- [Passage shown]:
((
If some one can’t recognize one of the greatest modern atrocities, what good are they to a cognitive society? These people are on par with skin-heads (who can be imprisoned for inciting violence).
I’m all for the punishment of people too ignorant to learn from history.
…well, in hindsight, prison sentences *is* harsh. How could I ever disagree with you? But instead, remove any form of voting rights. That seems more than fair.
I strongly disagree. I don’t know where you get the idea that “denial of proven recent history” should be against the law. Makes no sense. For the reasons I expressed, it would be just as ridiculous to send someone to prison for denying the American slave trade, for instance, despite the fact that it’s “proven…history.” What kind of standard is that?
“No matter how despicable an utterance, no one should go to prison for expressing an idea. But I guess such a sentiment is uniquely American.”
You’ll find plenty of people in america ready to send people to jail for speech. Thankfully no-one listens to them.
Such as…? - Admin
It is against the law in both Austria and Germany to deny the Holocaust. Those arguing that the Danish cartoons should have been censored on these grounds say it is the entire West who has laws against the denial. Of course we know that is not accurate, but that is one basis to their objection and it is sounded on a loudspeaker in Tehran almost hourly since the protests began.
I would say most Americans find this jailing as contemptible as denying historical accounts. It should never be against the law for historians to have different opinions. If so, most historians would be behind bars if they covered the Alamo. It is through the differing of opinions where we can decide which argument has more merits to it.
If we’re going to start sending people away for lying about history and recent events, we’re gonna need to fund a lot more prisons to hold all the lefties.
Seriously, being a proponent of the 1st Amendment, I can’t support criminalizing speech if it’s simply stupid, ill-informed, or even hateful. As long as it doesn’t cross the “shouting fire in a crowded theater” threshhold, let the morons rant on.
That said, perhaps the folks in Austria and Germany think Holocaust denial actually is akin to the fire/theater scenario, particularly given the active neo-Nazi movement and the fairly recent romance between those countries and the murdering of millions of innocents.
I dunno. Just thinking out loud.
FYI: Both in France and in Germany, Hitler’s Mein Kampf is illegal. Amazon.com sells it here in the US for $8. Which democracy is the strongest? Hmmm.
BTW, free speech is currently under the most severe attack since the Alien and Sedition acts over two centuries ago. Under the guise of “saving” us, the Apostles of Compassion, a.k.a. socialists, now permit only certain politically favored groups to criticize politicians at election time. This McCain-Feingold “reform” oddly exempts the press. I wonder why?
No way should it be illegal to deny the Holocaust. It’s especially hypocritcal while Europe is defending it’s right to publish the Mohammed cartoons. It should all be legal.
Austria and Germany aren’t alone, either. I blogged about it this morning. 1st Amendment analysis, etc.
http://publicfiguresbeware.blogspot.com/2006/02/speech-and-press-freedom-in-europe.html
“Such as…? - Admin”
A student at the elite Harvard Law Schoool.
))
- [Information supplied]:
((
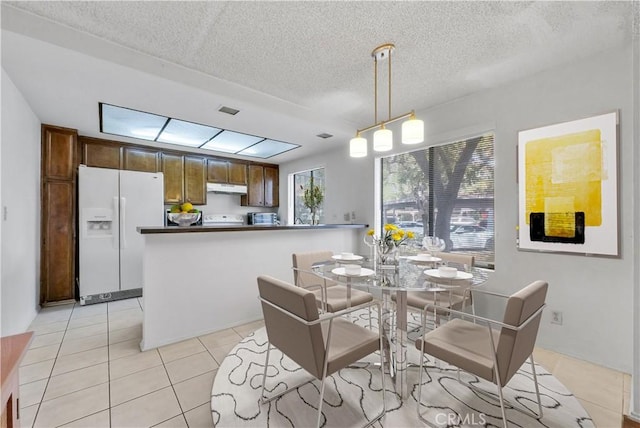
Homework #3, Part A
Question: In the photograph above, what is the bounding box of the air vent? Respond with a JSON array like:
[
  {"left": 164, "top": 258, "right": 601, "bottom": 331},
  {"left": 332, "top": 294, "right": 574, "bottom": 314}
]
[{"left": 218, "top": 106, "right": 240, "bottom": 116}]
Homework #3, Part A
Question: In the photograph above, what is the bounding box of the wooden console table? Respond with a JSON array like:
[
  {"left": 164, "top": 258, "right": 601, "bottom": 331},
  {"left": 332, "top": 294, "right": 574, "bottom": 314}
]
[{"left": 0, "top": 331, "right": 33, "bottom": 428}]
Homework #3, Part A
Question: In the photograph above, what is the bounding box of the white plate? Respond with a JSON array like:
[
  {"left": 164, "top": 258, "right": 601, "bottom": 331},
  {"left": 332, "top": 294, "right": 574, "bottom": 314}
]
[
  {"left": 424, "top": 269, "right": 473, "bottom": 279},
  {"left": 331, "top": 254, "right": 362, "bottom": 261},
  {"left": 331, "top": 268, "right": 375, "bottom": 277},
  {"left": 407, "top": 256, "right": 442, "bottom": 263}
]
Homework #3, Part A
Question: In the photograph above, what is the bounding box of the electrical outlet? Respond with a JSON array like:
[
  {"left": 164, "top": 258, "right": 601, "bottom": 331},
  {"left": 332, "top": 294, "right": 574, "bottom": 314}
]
[{"left": 551, "top": 311, "right": 562, "bottom": 325}]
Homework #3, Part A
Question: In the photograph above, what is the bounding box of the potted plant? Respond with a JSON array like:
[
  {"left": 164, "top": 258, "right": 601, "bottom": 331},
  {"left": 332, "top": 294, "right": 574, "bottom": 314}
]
[{"left": 300, "top": 176, "right": 324, "bottom": 224}]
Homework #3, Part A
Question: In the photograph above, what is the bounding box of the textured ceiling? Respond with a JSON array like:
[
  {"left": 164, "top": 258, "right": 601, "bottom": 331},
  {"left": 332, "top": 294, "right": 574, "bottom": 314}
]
[{"left": 2, "top": 1, "right": 632, "bottom": 161}]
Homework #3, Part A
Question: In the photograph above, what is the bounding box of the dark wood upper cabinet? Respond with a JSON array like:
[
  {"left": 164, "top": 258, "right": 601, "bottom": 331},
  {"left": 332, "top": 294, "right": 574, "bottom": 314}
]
[
  {"left": 162, "top": 153, "right": 184, "bottom": 204},
  {"left": 207, "top": 159, "right": 229, "bottom": 183},
  {"left": 240, "top": 165, "right": 280, "bottom": 207},
  {"left": 122, "top": 147, "right": 160, "bottom": 172},
  {"left": 81, "top": 142, "right": 121, "bottom": 169},
  {"left": 264, "top": 166, "right": 280, "bottom": 207},
  {"left": 228, "top": 162, "right": 247, "bottom": 184},
  {"left": 207, "top": 159, "right": 247, "bottom": 185},
  {"left": 42, "top": 125, "right": 78, "bottom": 180},
  {"left": 184, "top": 156, "right": 207, "bottom": 205}
]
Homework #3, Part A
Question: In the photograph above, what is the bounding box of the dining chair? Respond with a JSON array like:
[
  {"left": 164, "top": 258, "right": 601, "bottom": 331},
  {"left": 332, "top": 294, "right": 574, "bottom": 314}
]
[
  {"left": 292, "top": 251, "right": 373, "bottom": 312},
  {"left": 258, "top": 275, "right": 386, "bottom": 427},
  {"left": 415, "top": 281, "right": 548, "bottom": 428},
  {"left": 391, "top": 252, "right": 475, "bottom": 327}
]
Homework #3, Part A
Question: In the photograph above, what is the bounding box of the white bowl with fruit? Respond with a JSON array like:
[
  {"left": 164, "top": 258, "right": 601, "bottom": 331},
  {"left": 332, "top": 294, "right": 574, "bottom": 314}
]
[{"left": 169, "top": 202, "right": 202, "bottom": 226}]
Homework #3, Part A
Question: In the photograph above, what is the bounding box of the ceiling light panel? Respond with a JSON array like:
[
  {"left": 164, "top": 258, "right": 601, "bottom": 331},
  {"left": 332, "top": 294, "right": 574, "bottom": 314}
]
[
  {"left": 100, "top": 103, "right": 168, "bottom": 140},
  {"left": 99, "top": 103, "right": 300, "bottom": 159},
  {"left": 202, "top": 130, "right": 264, "bottom": 153},
  {"left": 156, "top": 119, "right": 221, "bottom": 147},
  {"left": 218, "top": 106, "right": 240, "bottom": 116},
  {"left": 238, "top": 140, "right": 300, "bottom": 159}
]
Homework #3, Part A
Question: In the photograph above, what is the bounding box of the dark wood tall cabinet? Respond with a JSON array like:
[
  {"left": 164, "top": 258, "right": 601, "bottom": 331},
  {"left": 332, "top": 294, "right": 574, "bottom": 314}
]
[{"left": 40, "top": 125, "right": 78, "bottom": 305}]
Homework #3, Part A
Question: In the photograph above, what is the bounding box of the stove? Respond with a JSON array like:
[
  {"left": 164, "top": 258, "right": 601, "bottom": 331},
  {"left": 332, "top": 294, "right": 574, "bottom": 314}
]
[{"left": 202, "top": 214, "right": 245, "bottom": 226}]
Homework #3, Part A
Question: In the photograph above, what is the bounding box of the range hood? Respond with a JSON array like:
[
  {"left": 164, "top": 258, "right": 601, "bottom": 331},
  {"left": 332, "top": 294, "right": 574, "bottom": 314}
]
[{"left": 207, "top": 183, "right": 247, "bottom": 195}]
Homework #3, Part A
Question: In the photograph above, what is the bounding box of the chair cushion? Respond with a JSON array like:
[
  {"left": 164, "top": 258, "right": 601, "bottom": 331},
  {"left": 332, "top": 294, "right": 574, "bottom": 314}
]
[
  {"left": 407, "top": 291, "right": 463, "bottom": 310},
  {"left": 322, "top": 318, "right": 380, "bottom": 376},
  {"left": 416, "top": 319, "right": 500, "bottom": 382},
  {"left": 312, "top": 285, "right": 373, "bottom": 312}
]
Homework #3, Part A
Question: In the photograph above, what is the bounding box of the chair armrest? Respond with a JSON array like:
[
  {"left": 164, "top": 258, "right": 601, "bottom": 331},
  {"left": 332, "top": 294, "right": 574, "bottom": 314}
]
[
  {"left": 258, "top": 297, "right": 380, "bottom": 325},
  {"left": 423, "top": 303, "right": 547, "bottom": 331}
]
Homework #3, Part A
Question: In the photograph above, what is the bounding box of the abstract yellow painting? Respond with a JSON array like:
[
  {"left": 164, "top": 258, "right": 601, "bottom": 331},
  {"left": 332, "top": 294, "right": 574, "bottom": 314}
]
[{"left": 519, "top": 112, "right": 617, "bottom": 254}]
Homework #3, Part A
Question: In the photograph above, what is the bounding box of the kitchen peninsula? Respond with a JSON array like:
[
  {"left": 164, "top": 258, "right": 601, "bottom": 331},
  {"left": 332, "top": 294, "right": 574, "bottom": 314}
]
[{"left": 138, "top": 224, "right": 367, "bottom": 350}]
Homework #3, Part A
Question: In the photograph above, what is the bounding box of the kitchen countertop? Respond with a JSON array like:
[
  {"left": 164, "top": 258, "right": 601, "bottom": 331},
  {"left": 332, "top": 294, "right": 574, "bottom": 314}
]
[{"left": 137, "top": 224, "right": 369, "bottom": 235}]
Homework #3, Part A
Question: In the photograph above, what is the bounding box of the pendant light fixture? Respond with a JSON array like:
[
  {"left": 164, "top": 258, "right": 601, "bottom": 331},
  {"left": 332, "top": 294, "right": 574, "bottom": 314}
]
[{"left": 349, "top": 43, "right": 424, "bottom": 158}]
))
- [Exercises to complete]:
A – In the comment thread on Holocaust denial laws, what price does Amazon.com charge for Mein Kampf in the US?
B – Write the next part of the comment thread on Holocaust denial laws, starting after its last line.
The material is separate from the comment thread on Holocaust denial laws.

- [The responses]:
A – $8.

B –
Oh, sedition! Forgot about that. I think people should go to jail for sedition. That’s different. - Admin
I think Austria and Germany have good intentions. It’s somewhat admirable for these two countries to take a stand, admit their past errors, and attempt to rectify their contributions to one of the worst events in the history of mankind.
But the way to counter bad (and even offensive) speech is with more speech. Not censorship.
I think Germany and England have something similar.
The Austrians and Germans are still trying to wash the stain of the holocaust from their nationalistic skins and psyche. Austria seemed to be putting her Nazi past to rest when Curt Waldheim popped up with a nasty record as a Nazi.
Both countries ban Nazi relics, pictures of Hitler, and neo-Nazi activities. But at the same time, neither country has erected any significant monuments to the Jews, Gypsies, and slaves from within their own borders and from other countries who were murdered by the Nazis.
They want their past to be swept under the carpet and for the dirt to stay there…..hidden and out of sight.
I am convinced that most Austrians and Germans regret their past and would love to get it behind them. However, if you hop-scotch back through their histories in 50 year increments, you will find that they have a record of doing the same aggressive stuff over and over again.
If they allowed an open debate about their ugly past, they would be forced to face and wrestle with their stifled demons.
Voltaire said: “All the forces in the world are not so powerful as an idea whose time has come.”
If Austria and Germany had any idea of beating the Nazi past into submission, they would face it square on. That is an idea whose time has NOT come in Austria and Germany.
“Oh, sedition! Forgot about that. I think people should go to jail for sedition. That’s different. - Admin”
‘no matter how despicable’
How is it different?
Yeah…It’s great to live in America! Well, unless you are on a college campus where administrators and professors endorse revisionist history and routinely pull all sorts of antics in an effort to shut up students expressing opposing views.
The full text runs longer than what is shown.